Reproduce the records below exactly; the images should not appear.

---- DATA EXTRACTS

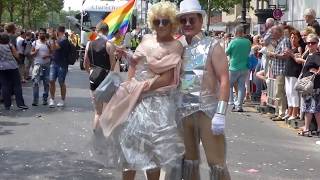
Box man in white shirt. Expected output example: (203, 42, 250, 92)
(16, 30, 26, 82)
(30, 28, 51, 106)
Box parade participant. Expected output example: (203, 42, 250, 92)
(93, 1, 184, 180)
(83, 23, 116, 130)
(176, 0, 230, 179)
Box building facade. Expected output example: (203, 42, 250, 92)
(221, 0, 320, 34)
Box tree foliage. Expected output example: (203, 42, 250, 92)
(151, 0, 243, 12)
(200, 0, 243, 13)
(0, 0, 63, 29)
(169, 0, 244, 13)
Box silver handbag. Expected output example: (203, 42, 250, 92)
(94, 72, 122, 103)
(294, 73, 315, 95)
(294, 54, 316, 95)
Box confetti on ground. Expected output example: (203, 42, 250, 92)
(246, 169, 259, 173)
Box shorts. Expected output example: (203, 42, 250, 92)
(18, 54, 25, 65)
(49, 63, 68, 84)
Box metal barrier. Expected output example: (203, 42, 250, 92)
(266, 78, 277, 108)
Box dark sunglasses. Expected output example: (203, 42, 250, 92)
(153, 19, 171, 27)
(179, 17, 196, 25)
(307, 41, 318, 45)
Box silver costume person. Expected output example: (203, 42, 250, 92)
(176, 0, 231, 179)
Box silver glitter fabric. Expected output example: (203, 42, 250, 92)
(178, 33, 220, 119)
(92, 57, 185, 171)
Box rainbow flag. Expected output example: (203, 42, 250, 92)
(102, 0, 136, 38)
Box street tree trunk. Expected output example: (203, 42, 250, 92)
(0, 1, 3, 24)
(7, 1, 15, 22)
(26, 1, 32, 29)
(20, 1, 26, 28)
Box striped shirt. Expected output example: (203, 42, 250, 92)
(271, 37, 291, 76)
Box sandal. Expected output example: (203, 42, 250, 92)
(298, 130, 312, 137)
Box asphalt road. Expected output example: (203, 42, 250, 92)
(1, 63, 320, 180)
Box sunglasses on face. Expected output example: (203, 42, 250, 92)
(307, 41, 318, 45)
(179, 17, 196, 25)
(153, 19, 171, 27)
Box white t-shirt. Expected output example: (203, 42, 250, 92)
(32, 40, 51, 65)
(16, 36, 25, 54)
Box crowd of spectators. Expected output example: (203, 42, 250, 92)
(0, 23, 76, 110)
(220, 8, 320, 137)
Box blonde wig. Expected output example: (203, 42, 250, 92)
(147, 1, 178, 33)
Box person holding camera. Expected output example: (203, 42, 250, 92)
(30, 28, 52, 106)
(49, 26, 70, 108)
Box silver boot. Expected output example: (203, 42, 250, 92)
(209, 164, 231, 180)
(182, 159, 200, 180)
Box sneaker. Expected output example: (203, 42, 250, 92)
(32, 101, 38, 106)
(282, 114, 290, 120)
(42, 99, 48, 106)
(288, 116, 299, 120)
(18, 105, 29, 110)
(236, 107, 244, 112)
(49, 99, 55, 108)
(272, 116, 284, 121)
(57, 100, 65, 107)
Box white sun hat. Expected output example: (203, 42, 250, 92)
(177, 0, 206, 17)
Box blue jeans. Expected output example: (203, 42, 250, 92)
(253, 60, 264, 98)
(0, 68, 26, 108)
(32, 64, 50, 102)
(49, 63, 68, 85)
(229, 70, 249, 108)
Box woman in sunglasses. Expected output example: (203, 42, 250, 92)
(297, 33, 320, 137)
(94, 1, 184, 180)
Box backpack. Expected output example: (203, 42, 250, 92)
(23, 39, 33, 56)
(67, 40, 78, 65)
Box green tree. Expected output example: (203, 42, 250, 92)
(0, 0, 63, 29)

--------

> EXERCISE RESPONSE:
Box man in white shirt. Expected output example: (203, 42, 250, 92)
(16, 30, 26, 82)
(30, 28, 51, 106)
Box parade participant. Expected output example: (203, 42, 250, 92)
(93, 1, 184, 180)
(83, 23, 116, 130)
(176, 0, 230, 179)
Box building facade. Expected output example: (203, 42, 250, 92)
(221, 0, 320, 34)
Box tree foliage. Expected output example: (203, 42, 250, 92)
(151, 0, 243, 12)
(200, 0, 243, 13)
(0, 0, 63, 29)
(169, 0, 244, 13)
Box silver handbag. Expected output example: (203, 42, 250, 92)
(94, 72, 122, 103)
(294, 73, 315, 95)
(294, 54, 316, 95)
Box confetti on ground. Expected output example: (203, 42, 250, 92)
(246, 169, 259, 173)
Box shorts. Expected output example: (203, 42, 250, 92)
(18, 54, 25, 65)
(49, 63, 68, 84)
Box metal barrier. Expected output example: (203, 42, 250, 92)
(266, 78, 277, 108)
Box dark sunglasses. Expected output example: (203, 42, 250, 92)
(153, 19, 171, 27)
(179, 17, 196, 25)
(307, 41, 318, 45)
Box silver costume person. Expected output example: (203, 42, 250, 92)
(176, 0, 231, 179)
Box silver glitter fabric. Expected output example: (203, 42, 250, 92)
(178, 33, 220, 119)
(92, 57, 185, 171)
Box rainbow flag. Expected output example: (203, 42, 250, 92)
(102, 0, 136, 38)
Box street tree trunk. Expected output example: (203, 42, 250, 92)
(0, 1, 3, 24)
(7, 1, 15, 22)
(26, 1, 32, 29)
(20, 1, 26, 28)
Box striped shirt. Expected output example: (203, 42, 250, 92)
(271, 37, 291, 76)
Box sandal. Expected output example: (203, 42, 250, 92)
(298, 130, 312, 137)
Box asphalt road. Expected output example: (203, 42, 250, 92)
(1, 63, 320, 180)
Box sunglasses on face. Expected output example: (203, 42, 250, 92)
(307, 41, 318, 45)
(179, 17, 196, 25)
(153, 19, 171, 27)
Box white t-shirt. Expected output example: (203, 42, 250, 92)
(32, 40, 51, 65)
(16, 36, 25, 54)
Box crowd of spectators. Expected output example: (203, 42, 250, 92)
(0, 23, 76, 110)
(220, 8, 320, 137)
Box blonde wig. Expected output example: (203, 42, 250, 92)
(147, 1, 178, 33)
Box person holding camera. Expected output example: (203, 42, 250, 92)
(30, 28, 52, 106)
(49, 26, 70, 108)
Box silver boot. Expected output example: (203, 42, 250, 92)
(209, 164, 231, 180)
(182, 159, 200, 180)
Box sneaker. Expected output example: (203, 42, 250, 92)
(32, 101, 38, 106)
(282, 114, 290, 120)
(42, 99, 48, 106)
(288, 116, 299, 120)
(18, 105, 29, 110)
(236, 107, 244, 112)
(49, 99, 55, 108)
(272, 116, 284, 121)
(57, 100, 65, 107)
Box white sun hat. Expected output example: (203, 42, 250, 92)
(177, 0, 206, 17)
Box blue jeans. Expected output example: (203, 42, 250, 92)
(253, 60, 264, 98)
(0, 68, 26, 108)
(32, 64, 50, 102)
(49, 63, 68, 85)
(229, 70, 249, 108)
Box woman in sunglasses. Expected output example: (203, 42, 250, 92)
(297, 33, 320, 137)
(94, 1, 184, 180)
Box backpack. Expected output example: (203, 42, 250, 92)
(23, 39, 33, 56)
(67, 40, 78, 65)
Box green tree. Expected output example: (203, 42, 250, 92)
(0, 0, 63, 29)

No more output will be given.